Exercise 1 - Copy the entries word for word, from the line containing "of the wooden" through the last line of the entries.

Text section -
** begin **

Court of Appeals of Wisconsin
Dec 9, 1986
135 Wis. 2d 431 (Wis. Ct. App. 1986)

Summary

In Hillcrest, the plaintiffs, who were owners of a golf course, alleged that the city improperly designed a storm sewer in a neighboring subdivision.

Summary of this case from Forseth v. Village of Sussex

Opinion

No. 86-0138.

Orally Argued October 8, 1986. —

Decided December 9, 1986.

APPEAL from a judgment of the circuit court for Eau Claire county: WILLIAM D. O'BRIEN, Judge. Affirmed in part, reversed in part, and cause remanded for further proceedings.

For the plaintiff-appellant, Hillcrest Golf Country Club, there were briefs and oral argument by Dennis M. Sullivan of Herrick, Hart, Duchemin, Danielson Guettinger, S.C. of Eau Claire.

For the defendant-respondent, Owen Ayres Associates, Inc., there was a brief and oral argument by Eric J. Wahl of Wahl and Wahl of Eau Claire.

For the defendants-respondents, City of Altoona and Wausau Insurance Companies, there was a brief submitted by David Topczewski and Holly Lutz of Law Offices of Straub Schuch of Wausau, and orally argued by: Holly Lutz.

Before Cane, P.J., LaRocque and Myse, JJ.




Hillcrest Golf Country Club appeals a judgment on the pleadings dismissing its complaint for failure to state a claim. Hillcrest argues that its complaint alleges facts sufficient to support causes of action under theories of inverse condemnation, nuisance, negligence, trespass, and violation of civil rights under 42 U.S.C.A. sec. 1983 (West Supp. 1986). Because we conclude that Hillcrest's complaint is sufficient to state a cause of action in inverse condemnation or private nuisance, we affirm in part and reverse in part the circuit court's judgment of dismissal. Accordingly, we remand for further proceedings.

Hillcrest alleges that Wayne and Anita Jensen, owners and developers of a subdivision called Knollwood Village, obtained approval from Altoona and the State of Wisconsin for development of the subdivision. Hillcrest further alleges that the Jensens contracted with Owen Ayres Associates, Inc., for design of the subdivision's storm sewers. According to the pleadings, Altoona approved the plans and installed them as designed. Where the arguments of Altoona, Ayres, and Altoona's insurer are essentially the same, we refer to these parties collectively as "Altoona." The Jensens did not submit a brief for this appeal.

Hillcrest alleges that the subdivision's streets and sewer system collected rain water that had previously evaporated or percolated harmlessly into the soil. The collected water was allegedly discharged through a culvert and then onto Hillcrest's land. Hillcrest claims that this water flow has "eroded substantial portions of the plaintiff's land, leaving huge gullies where said land previously existed, rendering said land area unfit for any use and rendering the remainder of the plaintiff's land unfit for use as a golf course."

** end **

Provided data -
** begin **

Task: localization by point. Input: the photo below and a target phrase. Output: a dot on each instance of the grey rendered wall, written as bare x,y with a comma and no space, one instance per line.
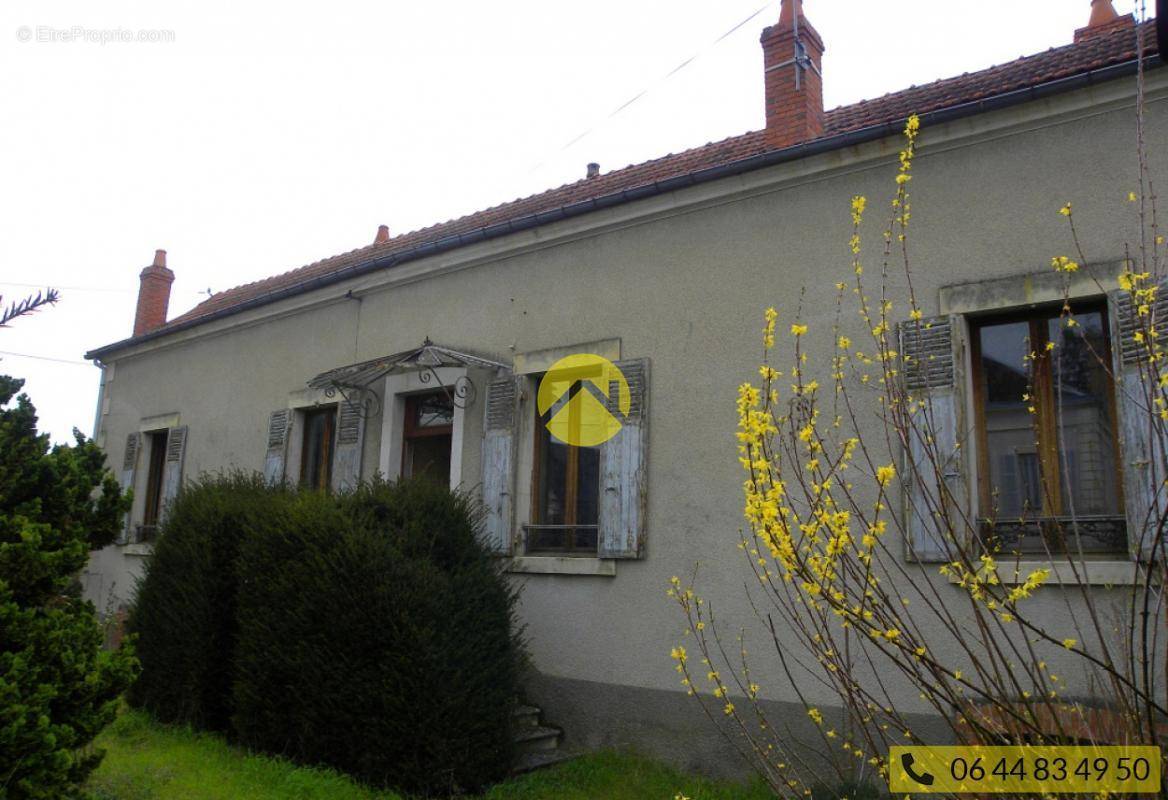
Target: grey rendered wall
687,289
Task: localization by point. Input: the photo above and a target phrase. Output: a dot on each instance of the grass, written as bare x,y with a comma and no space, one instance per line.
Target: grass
146,760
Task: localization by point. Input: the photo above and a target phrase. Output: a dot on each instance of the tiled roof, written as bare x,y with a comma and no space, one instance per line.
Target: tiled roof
1095,53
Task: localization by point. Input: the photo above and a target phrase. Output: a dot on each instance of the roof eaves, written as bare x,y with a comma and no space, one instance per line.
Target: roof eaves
706,174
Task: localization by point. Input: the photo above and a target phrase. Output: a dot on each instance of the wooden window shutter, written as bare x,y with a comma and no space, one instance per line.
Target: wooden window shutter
499,463
172,468
129,471
279,431
349,444
934,475
624,475
1142,444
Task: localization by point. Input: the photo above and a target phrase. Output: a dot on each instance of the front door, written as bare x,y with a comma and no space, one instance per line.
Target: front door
428,436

** end **

Exercise 2 - Continue the court opinion from the point where it stops.

Exercise answer 1 -
Task: localization by point. Input: the photo above and a target phrase. Output: a dot on each instance of the wooden window shutter, written as bare x,y with a comma and no space, one instance per line.
Target: wooden window shutter
499,463
172,468
129,471
279,431
349,444
934,475
624,475
1142,444
Task: localization by point. Input: the photo above and a target phrase. Output: a dot on each instance of the front door, written as bare x,y with a comma and no space, one instance per line.
Target: front door
428,436

Exercise answer 2 -
When reviewing a dismissal for failure to state a claim, the appellate court must accept as true the facts pleaded and all reasonable inferences to be drawn from those facts. Hartridge v. State Farm Mutual Automobile Insurance Co., 86 Wis.2d 1, 4-5, 271 N.W.2d 598, 599 (1978). We will affirm the judgment of dismissal only if it is clear that under no conditions could the plaintiff recover. Quesenberry v. Milwaukee County, 106 Wis.2d 685, 690, 317 N.W.2d 468, 471 (1982). The complaint must be given a liberal construction in favor of stating a claim. Alonge v. Rodriquez, 89 Wis.2d 544, 552, 279 N.W.2d 207, 212 (1979).

The question before us is whether Hillcrest's complaint states a cause of action. If the facts as pleaded reveal an apparent right to recover under any legal theory, they are sufficient as a cause of action. Jost v. Dairyland Power Cooperative, 45 Wis.2d 164, 169, 172 N.W.2d 647, 650 (1969).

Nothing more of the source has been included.